* _Extract to read_
▼▼▼
The Exocyst in Glucose Uptake
The exocyst is an octameric complex first identified in yeast as a tethering site for targeted exocytosis. We discovered that this complex plays a key role in the regulation of glucose transport, targeting Glut4 vesicles to sites of docking and fusion in adipocytes. The assembly and recognition of the exocyst by Glut4 vesicles is controlled by distinct G proteins activated by a different process. The activation of TC10 recruits the exocyst to the plasma membrane, while activation of the vesicular G protein RalA is required for exocyst recognition. We are investigating the order of exocyst assembly, its coordination with other transport machineries during Glut4 trafficking and additional regulatory mechanisms that influence the exocyst, focusing on upstream and downstream pathways.
▲▲▲
Dataset excerpts:
▼▼▼
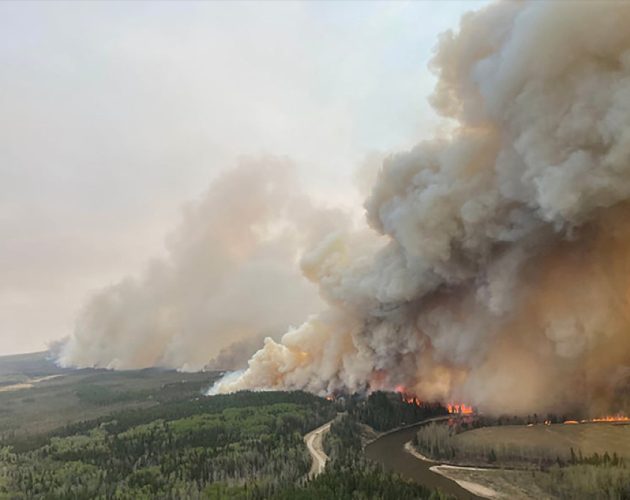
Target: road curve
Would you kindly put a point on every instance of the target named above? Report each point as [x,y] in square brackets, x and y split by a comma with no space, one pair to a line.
[315,443]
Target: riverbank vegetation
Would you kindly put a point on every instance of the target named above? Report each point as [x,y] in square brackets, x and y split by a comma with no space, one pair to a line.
[181,444]
[541,462]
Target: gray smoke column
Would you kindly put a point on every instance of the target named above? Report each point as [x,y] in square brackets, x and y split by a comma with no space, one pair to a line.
[504,276]
[230,274]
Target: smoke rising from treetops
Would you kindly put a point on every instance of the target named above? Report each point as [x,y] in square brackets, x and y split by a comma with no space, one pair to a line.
[499,273]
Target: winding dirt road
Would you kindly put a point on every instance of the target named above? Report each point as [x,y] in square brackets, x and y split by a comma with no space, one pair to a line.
[315,443]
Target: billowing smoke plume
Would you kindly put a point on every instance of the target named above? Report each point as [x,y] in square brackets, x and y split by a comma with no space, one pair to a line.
[505,277]
[230,274]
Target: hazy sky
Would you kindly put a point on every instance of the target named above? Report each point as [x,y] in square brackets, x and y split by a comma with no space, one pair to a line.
[113,115]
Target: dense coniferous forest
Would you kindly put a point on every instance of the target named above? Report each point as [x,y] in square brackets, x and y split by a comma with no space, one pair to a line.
[246,445]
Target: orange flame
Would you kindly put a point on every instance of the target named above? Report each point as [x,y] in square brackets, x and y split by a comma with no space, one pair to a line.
[407,397]
[460,409]
[606,418]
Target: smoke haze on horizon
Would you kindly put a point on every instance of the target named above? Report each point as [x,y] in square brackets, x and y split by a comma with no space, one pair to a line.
[115,113]
[504,281]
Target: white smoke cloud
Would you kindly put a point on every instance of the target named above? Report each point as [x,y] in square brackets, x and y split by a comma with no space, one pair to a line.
[230,275]
[501,276]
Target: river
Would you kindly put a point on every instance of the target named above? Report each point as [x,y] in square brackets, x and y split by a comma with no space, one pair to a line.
[389,451]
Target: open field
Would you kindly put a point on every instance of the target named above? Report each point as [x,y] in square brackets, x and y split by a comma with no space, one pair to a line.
[555,440]
[40,396]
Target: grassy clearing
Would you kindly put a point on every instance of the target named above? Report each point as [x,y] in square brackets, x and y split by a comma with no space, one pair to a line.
[77,395]
[547,440]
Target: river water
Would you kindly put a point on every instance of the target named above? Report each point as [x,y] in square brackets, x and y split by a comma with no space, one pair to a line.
[389,451]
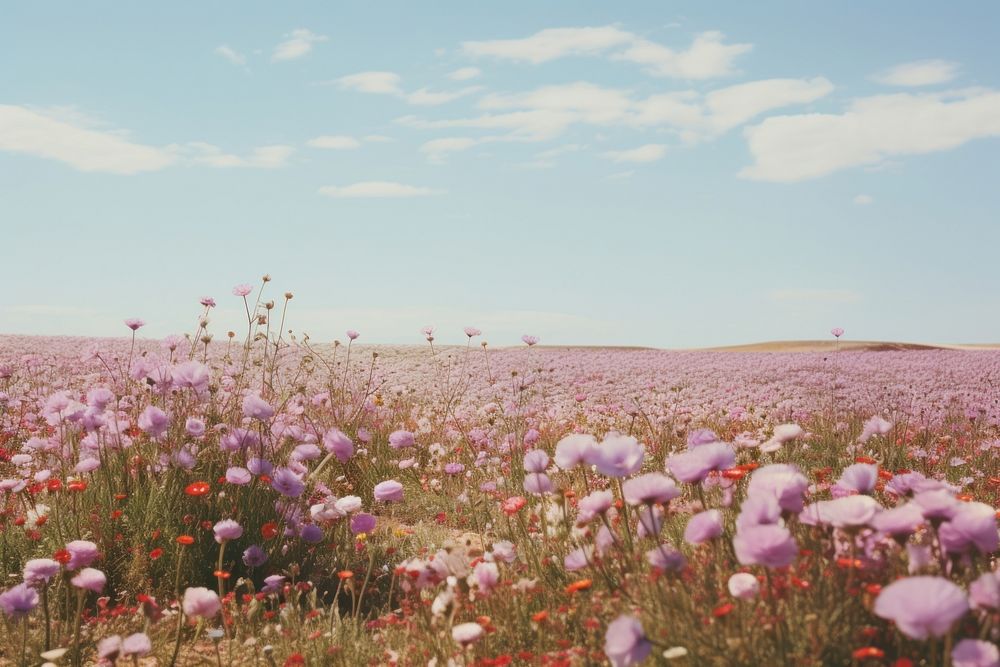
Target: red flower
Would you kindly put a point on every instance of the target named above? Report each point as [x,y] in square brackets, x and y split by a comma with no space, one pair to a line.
[513,505]
[868,652]
[269,530]
[196,489]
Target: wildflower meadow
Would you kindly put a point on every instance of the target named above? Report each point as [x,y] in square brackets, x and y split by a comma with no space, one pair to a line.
[272,498]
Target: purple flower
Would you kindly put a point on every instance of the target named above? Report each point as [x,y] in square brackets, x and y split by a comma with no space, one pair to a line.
[154,421]
[338,444]
[574,450]
[19,600]
[257,408]
[273,583]
[899,522]
[238,476]
[254,556]
[703,527]
[984,592]
[975,653]
[109,648]
[40,571]
[701,436]
[973,526]
[593,505]
[287,483]
[768,545]
[389,491]
[743,586]
[90,579]
[782,481]
[625,642]
[860,477]
[666,558]
[311,533]
[652,487]
[81,554]
[467,633]
[874,426]
[137,644]
[758,510]
[693,465]
[401,439]
[362,523]
[922,606]
[536,461]
[618,456]
[846,512]
[538,483]
[227,530]
[201,602]
[782,433]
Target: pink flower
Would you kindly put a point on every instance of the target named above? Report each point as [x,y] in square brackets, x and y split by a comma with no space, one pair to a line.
[201,602]
[90,579]
[922,606]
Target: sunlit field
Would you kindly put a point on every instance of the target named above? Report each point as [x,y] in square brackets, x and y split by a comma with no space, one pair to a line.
[268,498]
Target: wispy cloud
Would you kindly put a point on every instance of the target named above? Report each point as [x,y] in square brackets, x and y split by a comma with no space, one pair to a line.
[799,147]
[389,83]
[262,157]
[919,73]
[708,55]
[297,44]
[31,132]
[376,190]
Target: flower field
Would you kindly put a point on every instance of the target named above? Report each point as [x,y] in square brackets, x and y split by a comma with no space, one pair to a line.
[267,498]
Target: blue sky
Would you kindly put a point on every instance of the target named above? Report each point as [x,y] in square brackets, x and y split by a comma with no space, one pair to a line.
[647,173]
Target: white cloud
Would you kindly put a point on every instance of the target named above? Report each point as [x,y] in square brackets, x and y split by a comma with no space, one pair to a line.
[647,153]
[334,142]
[263,157]
[378,83]
[919,73]
[298,43]
[551,44]
[465,73]
[549,111]
[376,190]
[815,295]
[707,56]
[426,97]
[798,147]
[29,132]
[437,150]
[231,55]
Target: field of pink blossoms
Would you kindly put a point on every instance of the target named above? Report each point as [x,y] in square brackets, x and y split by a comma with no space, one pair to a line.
[249,497]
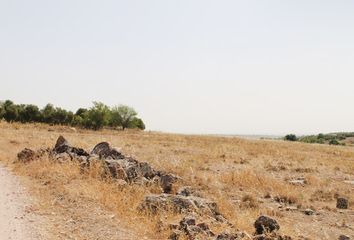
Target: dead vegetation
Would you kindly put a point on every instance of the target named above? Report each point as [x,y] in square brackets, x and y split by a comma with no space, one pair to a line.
[245,178]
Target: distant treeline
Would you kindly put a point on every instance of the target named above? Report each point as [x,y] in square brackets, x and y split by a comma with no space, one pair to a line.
[331,138]
[96,117]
▲▲▲
* _Tasks_
A – In the passage on the exocyst in glucose uptake, the activation of which G protein recruits the exocyst to the plasma membrane?
B – List every topic the passage on the exocyst in glucose uptake says the group is investigating.
C – Extend the passage on the exocyst in glucose uptake by writing the next part.

* _Task responses_
A – TC10

B –
- The order of exocyst assembly
- Its coordination with other transport machineries during Glut4 trafficking
- Additional regulatory mechanisms that influence the exocyst

C –
Hormonal Regulation of Glycogen Synthesis
Defects in the regulation of non-oxidative glucose metabolism by insulin may be among the primary lesions in insulin resistance. In peripheral tissues, insulin modulates glycogen accumulation through a coordinate increase in glucose transport and regulation of glycogen metabolizing enzymes, while in liver insulin blocks glucose output by inhibiting gluconeogenesis, promoting glycogenesis and blocking glycogenolysis. The principal mechanism by which hormones control glycogen metabolism is through regulation of glycogen synthase. Insulin activates glycogen synthase by several mechanisms, although the most prominent contribution involves promotion of the net dephosphorylation of the enzyme. We identified PTG as a protein phosphatase-scaffolding molecule that localizes exclusively to glycogen particles, and promotes the dephosphorylation of glycogen synthase and phosphorylase. We are investigating how hormones such as insulin control glycogen metabolism via the function of PTG and its related molecules.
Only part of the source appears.